* _Set exercise_: Convert the lines below into a numbered list, omitting any blank lines.

Annotation data for object locations
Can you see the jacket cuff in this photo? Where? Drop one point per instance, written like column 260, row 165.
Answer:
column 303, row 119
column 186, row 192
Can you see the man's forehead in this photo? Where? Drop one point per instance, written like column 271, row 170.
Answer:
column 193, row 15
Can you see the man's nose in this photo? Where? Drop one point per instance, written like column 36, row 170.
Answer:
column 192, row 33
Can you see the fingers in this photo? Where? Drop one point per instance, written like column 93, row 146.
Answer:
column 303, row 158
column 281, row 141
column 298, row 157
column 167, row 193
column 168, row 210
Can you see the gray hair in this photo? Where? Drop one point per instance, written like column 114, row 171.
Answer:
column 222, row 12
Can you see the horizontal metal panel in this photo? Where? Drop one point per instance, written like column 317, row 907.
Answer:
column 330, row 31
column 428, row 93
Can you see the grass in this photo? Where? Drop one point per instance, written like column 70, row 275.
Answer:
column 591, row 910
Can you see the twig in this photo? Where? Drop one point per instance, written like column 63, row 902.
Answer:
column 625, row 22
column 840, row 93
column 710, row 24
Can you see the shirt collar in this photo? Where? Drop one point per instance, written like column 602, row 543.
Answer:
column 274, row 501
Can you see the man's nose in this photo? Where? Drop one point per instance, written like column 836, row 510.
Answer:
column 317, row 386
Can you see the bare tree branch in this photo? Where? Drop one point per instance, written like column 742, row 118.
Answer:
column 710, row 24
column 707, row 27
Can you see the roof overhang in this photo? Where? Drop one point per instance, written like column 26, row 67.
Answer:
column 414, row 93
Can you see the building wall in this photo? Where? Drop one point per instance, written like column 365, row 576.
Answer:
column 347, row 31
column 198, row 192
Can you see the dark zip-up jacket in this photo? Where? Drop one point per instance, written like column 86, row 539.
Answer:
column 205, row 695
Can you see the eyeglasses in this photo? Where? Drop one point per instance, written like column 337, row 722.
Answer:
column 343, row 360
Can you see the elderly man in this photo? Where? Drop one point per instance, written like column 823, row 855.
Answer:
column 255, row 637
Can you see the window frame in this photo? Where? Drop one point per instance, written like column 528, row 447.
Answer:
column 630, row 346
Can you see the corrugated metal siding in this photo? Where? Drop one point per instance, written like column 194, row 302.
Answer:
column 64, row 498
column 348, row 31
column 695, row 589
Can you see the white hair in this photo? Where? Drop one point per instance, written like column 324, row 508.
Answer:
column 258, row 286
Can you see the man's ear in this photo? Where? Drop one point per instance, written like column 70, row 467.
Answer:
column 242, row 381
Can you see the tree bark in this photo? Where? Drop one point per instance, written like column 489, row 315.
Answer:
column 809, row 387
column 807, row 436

* _Result_:
1. Can you see the jacket cuff in this photo? Where? Drop one point per instance, written like column 260, row 165.
2. Answer:
3. column 303, row 119
4. column 186, row 192
5. Can you see the man's forehead in this photo? Where? Drop one point per instance, written like column 271, row 170.
6. Answer:
7. column 193, row 15
8. Can you see the man's nose in this photo? Where? Drop one point per instance, written like column 36, row 170.
9. Answer:
10. column 192, row 33
11. Can you see the fingers in this photo? Where? Drop one point per instance, written like column 93, row 146.
12. Answer:
13. column 303, row 158
14. column 281, row 141
15. column 298, row 157
16. column 167, row 193
17. column 168, row 210
18. Can you see the gray hair in this photo? Where? Drop one point per instance, written like column 114, row 171.
19. Answer:
20. column 222, row 12
21. Can you see the horizontal metal panel in this photo? Where? Drop one point per instance, written like column 317, row 907.
22. Answer:
23. column 330, row 31
24. column 428, row 93
25. Can you see the grass in this photo? Where? Drop one point per instance, written like column 70, row 275.
26. Answer:
27. column 591, row 910
28. Can you see the twig in this photo? Where? Drop one point per instance, written like column 63, row 902.
29. Answer:
30. column 625, row 22
31. column 840, row 93
32. column 710, row 24
33. Can you see the shirt collar in this photo? Where? Drop one point per instance, written like column 602, row 543.
34. Answer:
35. column 274, row 501
36. Can you see the man's nose in this photo? Where? Drop one point per instance, written like column 836, row 510.
37. Answer:
38. column 317, row 386
39. Can you see the bare tree branch in this photo? Where? Drop one point per instance, written like column 742, row 118.
40. Answer:
41. column 710, row 24
42. column 707, row 27
43. Can you see the roof overhang in this photo? Where? Drop one point per instance, written like column 26, row 67.
44. Answer:
45. column 414, row 93
46. Can you see the building wall in this photo? Where? Drop one point per instance, written like column 365, row 576.
47. Answer:
48. column 347, row 31
49. column 198, row 192
50. Can you see the dark zip-up jacket in this photo? Where? Drop one point per instance, written like column 86, row 539.
51. Answer:
52. column 205, row 695
53. Can you see the eyeglasses in this photo? Where? Drop one point per instance, written like column 337, row 722.
54. Answer:
55. column 343, row 360
56. Can you see the elderly man in this photo? Where? Drop one point per instance, written like column 823, row 855.
57. Answer:
58. column 255, row 637
59. Can you see the window frame in this photo? Where? Drop one point per instance, written like column 528, row 447.
60. Answer:
61. column 630, row 346
62. Can you see the corrugated metal siding in this photo? Where? Drop one point per instance, written like column 194, row 302.
63. Answer:
64. column 64, row 498
65. column 348, row 31
66. column 695, row 589
67. Can you see the white hair in this photo? Where? Drop one point per instance, written like column 324, row 508.
68. Answer:
69. column 258, row 286
70. Can you see the man's ear in this photo? Where? Drop one point per instance, written like column 70, row 467.
71. Answer:
72. column 242, row 381
73. Can you see the tree bark in this photo? Where? Drop one point per instance, written like column 489, row 315.
74. Answer:
75. column 809, row 387
76. column 807, row 436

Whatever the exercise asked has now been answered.